(EXERCISE DIRECTIONS) Write out the whole listing again, exactly.

Data entries
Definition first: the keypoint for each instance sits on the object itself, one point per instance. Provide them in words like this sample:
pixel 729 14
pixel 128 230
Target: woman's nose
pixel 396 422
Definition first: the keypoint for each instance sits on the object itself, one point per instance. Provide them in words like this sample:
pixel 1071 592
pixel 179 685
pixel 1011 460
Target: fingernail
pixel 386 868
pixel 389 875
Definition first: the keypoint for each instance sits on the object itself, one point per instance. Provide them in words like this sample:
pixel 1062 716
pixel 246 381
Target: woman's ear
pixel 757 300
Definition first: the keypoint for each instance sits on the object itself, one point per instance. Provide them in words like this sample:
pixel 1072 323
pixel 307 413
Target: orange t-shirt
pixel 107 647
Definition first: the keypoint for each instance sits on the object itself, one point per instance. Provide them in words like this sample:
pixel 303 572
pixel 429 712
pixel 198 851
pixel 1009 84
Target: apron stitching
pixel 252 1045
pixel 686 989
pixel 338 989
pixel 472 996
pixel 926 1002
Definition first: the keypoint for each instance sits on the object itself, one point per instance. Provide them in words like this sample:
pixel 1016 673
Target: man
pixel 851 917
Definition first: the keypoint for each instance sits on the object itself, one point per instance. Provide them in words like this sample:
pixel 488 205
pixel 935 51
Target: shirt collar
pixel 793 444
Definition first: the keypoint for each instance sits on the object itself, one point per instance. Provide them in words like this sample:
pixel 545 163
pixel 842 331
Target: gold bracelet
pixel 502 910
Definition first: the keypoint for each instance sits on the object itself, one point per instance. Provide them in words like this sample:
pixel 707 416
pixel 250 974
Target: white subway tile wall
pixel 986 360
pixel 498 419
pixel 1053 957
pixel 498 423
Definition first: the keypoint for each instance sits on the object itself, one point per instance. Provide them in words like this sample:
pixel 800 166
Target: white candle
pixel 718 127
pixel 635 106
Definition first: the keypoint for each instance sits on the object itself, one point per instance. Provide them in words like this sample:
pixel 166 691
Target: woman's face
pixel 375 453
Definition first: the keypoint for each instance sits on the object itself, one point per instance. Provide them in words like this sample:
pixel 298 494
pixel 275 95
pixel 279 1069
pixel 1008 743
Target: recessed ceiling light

(WRITTEN REPLY)
Definition first: the keypoint for each instance sits on the object itself, one point per instance. Provide them in words like this sample:
pixel 729 14
pixel 128 230
Target: woman's nose
pixel 396 422
Definition first: the keypoint for each instance sits on the object itself, one point per instance. Provide them in words like this sample:
pixel 1071 592
pixel 179 685
pixel 1011 460
Target: fingernail
pixel 386 868
pixel 389 875
Definition first: the keypoint for each instance sits on the object itself, one point per instance. Provide them in words like this sample:
pixel 1062 716
pixel 246 381
Target: woman's ear
pixel 757 300
Definition first: the keypoint for each instance sits on the object itself, one point per instance. Provide them in words like this sample:
pixel 1072 323
pixel 307 413
Target: orange t-shirt
pixel 107 647
Definition first: the keypoint for each instance sits on the object itself, one point per instance. Provide them in words like this sample:
pixel 303 572
pixel 429 712
pixel 198 851
pixel 1009 84
Target: apron stitching
pixel 252 1045
pixel 686 989
pixel 338 989
pixel 472 996
pixel 926 1002
Definition first: the keypoint for each instance sits on the object itself, one point per instance. Provide them in words like this sample:
pixel 1016 673
Target: man
pixel 851 917
Definition first: the keypoint for each instance sits on the object itself, one point per instance. Provide them in words like this sample:
pixel 488 205
pixel 935 51
Target: shirt collar
pixel 793 444
Definition first: the keypoint for each instance sits on the object itself, one point per instance. Provide them in words like this sample:
pixel 545 163
pixel 842 331
Target: gold bracelet
pixel 502 910
Definition first: the keypoint for each instance sits on the object itself, one point per instance. Provide them in words like this sample:
pixel 707 416
pixel 250 974
Target: white subway tile wall
pixel 986 360
pixel 498 419
pixel 1053 957
pixel 498 423
Definition first: the keypoint for each instance sits on the object itself, one point per instance. Provide them in words like this sample:
pixel 800 166
Target: white candle
pixel 718 127
pixel 635 106
Definition first: the keypoint for each instance sits on the object itself, one point per instance. Provide them in words like this sample:
pixel 166 691
Target: woman's face
pixel 375 453
Definition first: the keypoint for each instance sits on the object itself, one point per instance. Provide them in words like this sample:
pixel 298 494
pixel 275 95
pixel 279 1069
pixel 1008 743
Target: recessed ceiling light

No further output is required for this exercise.